Point localization data:
Start of Block
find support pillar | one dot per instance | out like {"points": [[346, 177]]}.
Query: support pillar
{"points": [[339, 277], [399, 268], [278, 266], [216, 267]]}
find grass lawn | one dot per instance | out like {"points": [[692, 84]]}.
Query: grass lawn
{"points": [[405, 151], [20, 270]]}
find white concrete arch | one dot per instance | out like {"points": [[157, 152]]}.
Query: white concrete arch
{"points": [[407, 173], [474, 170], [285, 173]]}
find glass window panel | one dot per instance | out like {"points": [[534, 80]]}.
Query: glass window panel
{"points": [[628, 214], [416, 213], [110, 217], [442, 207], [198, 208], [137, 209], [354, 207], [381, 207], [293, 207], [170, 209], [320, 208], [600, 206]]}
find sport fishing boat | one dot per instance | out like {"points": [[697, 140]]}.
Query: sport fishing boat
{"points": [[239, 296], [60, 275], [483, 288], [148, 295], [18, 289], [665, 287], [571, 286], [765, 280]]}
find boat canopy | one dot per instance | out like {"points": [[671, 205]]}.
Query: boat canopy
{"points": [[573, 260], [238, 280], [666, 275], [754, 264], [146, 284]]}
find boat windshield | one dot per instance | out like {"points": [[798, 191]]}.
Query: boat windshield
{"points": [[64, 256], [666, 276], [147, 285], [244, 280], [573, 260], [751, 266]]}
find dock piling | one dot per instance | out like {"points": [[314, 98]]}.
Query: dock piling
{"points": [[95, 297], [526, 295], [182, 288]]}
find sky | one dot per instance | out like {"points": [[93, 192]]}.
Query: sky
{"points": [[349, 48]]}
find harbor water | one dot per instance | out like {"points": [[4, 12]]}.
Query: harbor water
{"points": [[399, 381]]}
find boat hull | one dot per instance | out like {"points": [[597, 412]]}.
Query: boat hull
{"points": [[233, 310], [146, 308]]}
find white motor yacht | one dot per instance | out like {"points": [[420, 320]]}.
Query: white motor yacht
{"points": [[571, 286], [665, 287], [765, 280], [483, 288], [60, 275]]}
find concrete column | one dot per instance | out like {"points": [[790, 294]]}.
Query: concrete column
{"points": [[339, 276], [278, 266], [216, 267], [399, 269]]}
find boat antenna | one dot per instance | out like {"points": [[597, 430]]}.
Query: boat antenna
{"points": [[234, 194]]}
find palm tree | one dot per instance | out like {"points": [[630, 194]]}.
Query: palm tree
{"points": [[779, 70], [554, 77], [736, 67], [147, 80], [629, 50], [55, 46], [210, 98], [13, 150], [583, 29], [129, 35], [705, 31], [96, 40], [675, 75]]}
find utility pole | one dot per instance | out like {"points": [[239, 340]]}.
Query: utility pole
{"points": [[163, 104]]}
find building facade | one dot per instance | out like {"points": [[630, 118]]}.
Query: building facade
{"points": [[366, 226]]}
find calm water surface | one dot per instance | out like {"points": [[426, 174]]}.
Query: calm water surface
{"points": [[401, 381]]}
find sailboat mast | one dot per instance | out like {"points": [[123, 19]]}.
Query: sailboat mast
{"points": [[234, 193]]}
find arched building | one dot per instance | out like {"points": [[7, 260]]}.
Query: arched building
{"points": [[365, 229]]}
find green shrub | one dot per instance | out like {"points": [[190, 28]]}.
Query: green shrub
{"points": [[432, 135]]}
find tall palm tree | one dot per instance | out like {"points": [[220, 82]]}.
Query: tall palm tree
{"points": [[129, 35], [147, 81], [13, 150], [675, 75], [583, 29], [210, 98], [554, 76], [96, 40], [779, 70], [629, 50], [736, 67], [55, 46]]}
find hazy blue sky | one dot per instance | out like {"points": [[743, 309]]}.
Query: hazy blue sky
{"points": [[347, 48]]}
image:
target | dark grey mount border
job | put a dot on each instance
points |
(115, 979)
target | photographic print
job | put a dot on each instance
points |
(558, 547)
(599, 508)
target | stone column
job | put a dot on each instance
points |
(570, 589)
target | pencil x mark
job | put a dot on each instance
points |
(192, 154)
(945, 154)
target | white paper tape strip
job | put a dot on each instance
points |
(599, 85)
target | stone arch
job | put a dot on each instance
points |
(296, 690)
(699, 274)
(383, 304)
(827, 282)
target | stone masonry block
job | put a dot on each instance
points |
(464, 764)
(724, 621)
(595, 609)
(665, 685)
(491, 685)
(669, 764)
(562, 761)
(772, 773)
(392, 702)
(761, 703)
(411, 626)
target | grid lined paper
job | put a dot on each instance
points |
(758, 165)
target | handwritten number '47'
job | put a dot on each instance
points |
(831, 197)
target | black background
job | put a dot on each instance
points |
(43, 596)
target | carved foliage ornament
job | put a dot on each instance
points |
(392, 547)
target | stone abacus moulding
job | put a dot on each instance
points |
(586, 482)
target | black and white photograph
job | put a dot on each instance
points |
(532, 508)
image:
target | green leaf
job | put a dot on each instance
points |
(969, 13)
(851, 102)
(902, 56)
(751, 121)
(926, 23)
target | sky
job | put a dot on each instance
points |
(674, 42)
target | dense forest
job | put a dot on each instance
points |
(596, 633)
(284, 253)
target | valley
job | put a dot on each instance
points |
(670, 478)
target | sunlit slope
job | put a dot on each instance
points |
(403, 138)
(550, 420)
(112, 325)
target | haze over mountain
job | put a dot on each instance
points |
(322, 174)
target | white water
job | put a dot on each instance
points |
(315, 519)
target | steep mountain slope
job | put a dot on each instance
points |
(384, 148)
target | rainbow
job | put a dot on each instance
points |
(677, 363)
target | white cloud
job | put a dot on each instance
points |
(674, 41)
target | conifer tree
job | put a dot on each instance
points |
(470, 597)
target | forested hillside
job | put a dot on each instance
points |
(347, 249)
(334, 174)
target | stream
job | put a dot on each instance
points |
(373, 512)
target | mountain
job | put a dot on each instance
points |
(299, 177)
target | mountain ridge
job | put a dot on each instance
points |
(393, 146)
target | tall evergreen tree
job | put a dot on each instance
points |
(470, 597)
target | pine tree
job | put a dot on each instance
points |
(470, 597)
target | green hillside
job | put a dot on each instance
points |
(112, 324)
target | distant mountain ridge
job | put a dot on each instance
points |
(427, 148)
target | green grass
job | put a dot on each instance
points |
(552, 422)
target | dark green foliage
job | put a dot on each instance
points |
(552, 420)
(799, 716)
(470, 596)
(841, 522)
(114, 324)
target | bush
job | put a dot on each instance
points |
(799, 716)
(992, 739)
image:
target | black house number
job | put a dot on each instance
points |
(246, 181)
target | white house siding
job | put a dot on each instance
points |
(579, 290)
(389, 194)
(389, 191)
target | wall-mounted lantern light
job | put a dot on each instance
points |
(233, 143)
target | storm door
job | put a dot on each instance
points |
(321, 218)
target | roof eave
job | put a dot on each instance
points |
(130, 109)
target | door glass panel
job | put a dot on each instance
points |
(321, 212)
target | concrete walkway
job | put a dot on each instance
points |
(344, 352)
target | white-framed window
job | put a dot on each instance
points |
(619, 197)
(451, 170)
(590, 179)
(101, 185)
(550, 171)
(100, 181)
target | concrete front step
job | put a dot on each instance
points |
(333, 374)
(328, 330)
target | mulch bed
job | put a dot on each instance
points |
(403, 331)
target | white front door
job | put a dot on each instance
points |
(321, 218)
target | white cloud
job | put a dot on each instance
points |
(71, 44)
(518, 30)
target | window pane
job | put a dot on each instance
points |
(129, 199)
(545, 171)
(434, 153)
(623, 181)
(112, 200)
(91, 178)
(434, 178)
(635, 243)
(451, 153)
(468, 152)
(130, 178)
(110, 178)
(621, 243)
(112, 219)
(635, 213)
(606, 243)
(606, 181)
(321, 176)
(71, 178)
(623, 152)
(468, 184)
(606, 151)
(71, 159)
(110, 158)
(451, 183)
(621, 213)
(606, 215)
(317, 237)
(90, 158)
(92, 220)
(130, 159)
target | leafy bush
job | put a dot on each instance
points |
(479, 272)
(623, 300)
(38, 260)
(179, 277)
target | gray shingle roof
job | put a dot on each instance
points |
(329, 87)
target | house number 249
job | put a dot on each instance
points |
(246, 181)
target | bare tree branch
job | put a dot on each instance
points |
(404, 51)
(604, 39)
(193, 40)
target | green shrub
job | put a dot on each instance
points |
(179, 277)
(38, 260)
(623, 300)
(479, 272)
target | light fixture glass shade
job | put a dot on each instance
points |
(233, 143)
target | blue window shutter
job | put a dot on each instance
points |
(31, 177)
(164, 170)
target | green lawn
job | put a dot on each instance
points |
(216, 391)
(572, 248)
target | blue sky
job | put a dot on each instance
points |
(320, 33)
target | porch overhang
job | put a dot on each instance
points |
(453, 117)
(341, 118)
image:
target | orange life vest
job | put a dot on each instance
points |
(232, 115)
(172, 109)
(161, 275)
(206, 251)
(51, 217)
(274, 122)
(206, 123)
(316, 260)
End of Block
Goal of the exercise:
Only those lines of the entries above that run from the line containing "Query: white motor yacht" to the line containing "find boat antenna", both included, should be transcribed exactly.

Task response:
Query: white motor yacht
{"points": [[571, 286], [665, 287], [765, 280], [483, 288], [60, 275]]}
find concrete column | one dot per instance | out like {"points": [[790, 294]]}.
Query: concrete column
{"points": [[339, 276], [278, 266], [216, 267], [399, 269]]}
find boat antenna | one dot per instance | out like {"points": [[597, 430]]}.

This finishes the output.